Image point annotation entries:
########################################

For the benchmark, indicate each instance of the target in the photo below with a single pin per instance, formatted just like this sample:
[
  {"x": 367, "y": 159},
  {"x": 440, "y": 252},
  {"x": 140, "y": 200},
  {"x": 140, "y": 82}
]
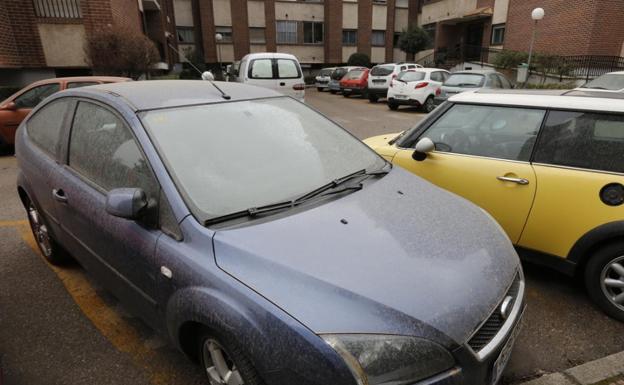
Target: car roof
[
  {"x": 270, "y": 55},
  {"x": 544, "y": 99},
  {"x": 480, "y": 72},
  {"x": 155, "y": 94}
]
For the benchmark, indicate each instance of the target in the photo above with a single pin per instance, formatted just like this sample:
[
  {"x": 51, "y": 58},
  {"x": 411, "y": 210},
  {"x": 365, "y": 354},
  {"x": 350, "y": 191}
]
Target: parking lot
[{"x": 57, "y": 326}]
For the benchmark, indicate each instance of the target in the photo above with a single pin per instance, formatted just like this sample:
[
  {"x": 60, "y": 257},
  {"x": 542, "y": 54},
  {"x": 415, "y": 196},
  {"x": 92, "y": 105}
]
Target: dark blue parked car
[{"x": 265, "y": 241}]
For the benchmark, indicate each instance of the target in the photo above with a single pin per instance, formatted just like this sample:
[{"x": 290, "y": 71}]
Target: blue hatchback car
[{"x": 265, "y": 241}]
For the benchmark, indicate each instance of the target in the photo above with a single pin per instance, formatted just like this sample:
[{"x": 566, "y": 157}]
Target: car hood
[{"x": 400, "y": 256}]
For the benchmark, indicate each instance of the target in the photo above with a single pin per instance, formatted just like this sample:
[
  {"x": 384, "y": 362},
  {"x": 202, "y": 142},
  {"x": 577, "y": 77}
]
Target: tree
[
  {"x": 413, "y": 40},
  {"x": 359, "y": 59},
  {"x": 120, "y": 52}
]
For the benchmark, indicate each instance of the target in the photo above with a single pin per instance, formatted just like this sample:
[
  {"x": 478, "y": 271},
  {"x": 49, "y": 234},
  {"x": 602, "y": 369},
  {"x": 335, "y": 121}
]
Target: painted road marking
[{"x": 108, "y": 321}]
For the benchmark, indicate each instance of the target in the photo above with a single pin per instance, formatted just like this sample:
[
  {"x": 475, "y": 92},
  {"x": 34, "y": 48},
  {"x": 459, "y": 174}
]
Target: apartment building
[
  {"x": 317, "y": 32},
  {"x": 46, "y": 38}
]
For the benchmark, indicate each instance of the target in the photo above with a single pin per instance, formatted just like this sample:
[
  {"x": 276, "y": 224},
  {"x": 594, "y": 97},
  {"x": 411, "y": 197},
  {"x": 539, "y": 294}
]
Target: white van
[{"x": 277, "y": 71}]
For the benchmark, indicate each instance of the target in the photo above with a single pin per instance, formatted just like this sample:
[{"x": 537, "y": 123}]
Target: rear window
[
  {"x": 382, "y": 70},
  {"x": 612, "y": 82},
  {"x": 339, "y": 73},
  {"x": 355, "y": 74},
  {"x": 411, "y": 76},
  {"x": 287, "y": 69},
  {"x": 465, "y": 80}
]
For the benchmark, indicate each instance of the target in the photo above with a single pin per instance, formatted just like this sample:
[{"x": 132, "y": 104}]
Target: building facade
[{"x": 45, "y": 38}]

########################################

WHAT YOU NEED TO DO -
Restate each entry word for word, please, but drop any images it holds.

THE REPLY -
For the benchmark, indicate each instance of the target in the photo below with a single pin per instance, formatted just like this sample:
[
  {"x": 367, "y": 159},
  {"x": 440, "y": 252},
  {"x": 140, "y": 200},
  {"x": 140, "y": 82}
]
Target: car roof
[
  {"x": 270, "y": 55},
  {"x": 544, "y": 99},
  {"x": 480, "y": 72},
  {"x": 155, "y": 94}
]
For the benchmark, indicate each instance of the target in the photo above with a single pin per instance, formatted just like this sample:
[
  {"x": 51, "y": 58},
  {"x": 411, "y": 210},
  {"x": 365, "y": 354},
  {"x": 350, "y": 191}
]
Target: parking lot
[{"x": 57, "y": 326}]
For the benchmark, indicate each instance of the target in the photo above with a single pin per instance, formatted just like this sample:
[
  {"x": 60, "y": 257},
  {"x": 542, "y": 54},
  {"x": 415, "y": 196},
  {"x": 92, "y": 105}
]
Target: dark blue parked car
[{"x": 265, "y": 241}]
For the benchmark, indicate each instance of the target in the photo above with a single pin per instance, formatted just like this sample:
[{"x": 290, "y": 71}]
Target: blue hatchback car
[{"x": 265, "y": 241}]
For the benchmark, indicate each instance of the target in the photo above with a single pin per instance, formatted just like this sample:
[{"x": 566, "y": 157}]
Target: car hood
[{"x": 400, "y": 256}]
For the benchmark, indicate each instance of the target in the photo above with a single pin per instance, formatted just like this sample:
[
  {"x": 384, "y": 362},
  {"x": 202, "y": 142},
  {"x": 577, "y": 77}
]
Target: tree
[
  {"x": 413, "y": 40},
  {"x": 359, "y": 59},
  {"x": 120, "y": 52}
]
For the benchmark, indicate each instance of the target in the photo above with a single pin per instance, formatted just like this sample:
[
  {"x": 478, "y": 271},
  {"x": 49, "y": 234},
  {"x": 602, "y": 369},
  {"x": 335, "y": 121}
]
Target: painted road marking
[{"x": 108, "y": 321}]
For the benchmark, indicate each instance of the target in the photo above with a single pin per instance, formatted just like this sample:
[
  {"x": 475, "y": 92},
  {"x": 34, "y": 48},
  {"x": 459, "y": 174}
]
Target: apartment building
[
  {"x": 317, "y": 32},
  {"x": 46, "y": 38}
]
For the benchmark, indicate each instance of the target in the photo above with a single pin per instance, formatted just like this sample:
[
  {"x": 276, "y": 224},
  {"x": 594, "y": 97},
  {"x": 411, "y": 197},
  {"x": 539, "y": 294}
]
Target: white van
[{"x": 277, "y": 71}]
For the benchmark, indicate each instance of the target in the photo above with a single pin per instance, formatted just like this sample:
[{"x": 537, "y": 123}]
Target: rear window
[
  {"x": 382, "y": 70},
  {"x": 612, "y": 82},
  {"x": 339, "y": 73},
  {"x": 355, "y": 74},
  {"x": 411, "y": 76},
  {"x": 287, "y": 69},
  {"x": 465, "y": 80}
]
For the benchmark, indicate each instance of the target in the photo above with a single pin per instance, formatted just like this sample:
[{"x": 132, "y": 104}]
Target: building facade
[{"x": 45, "y": 38}]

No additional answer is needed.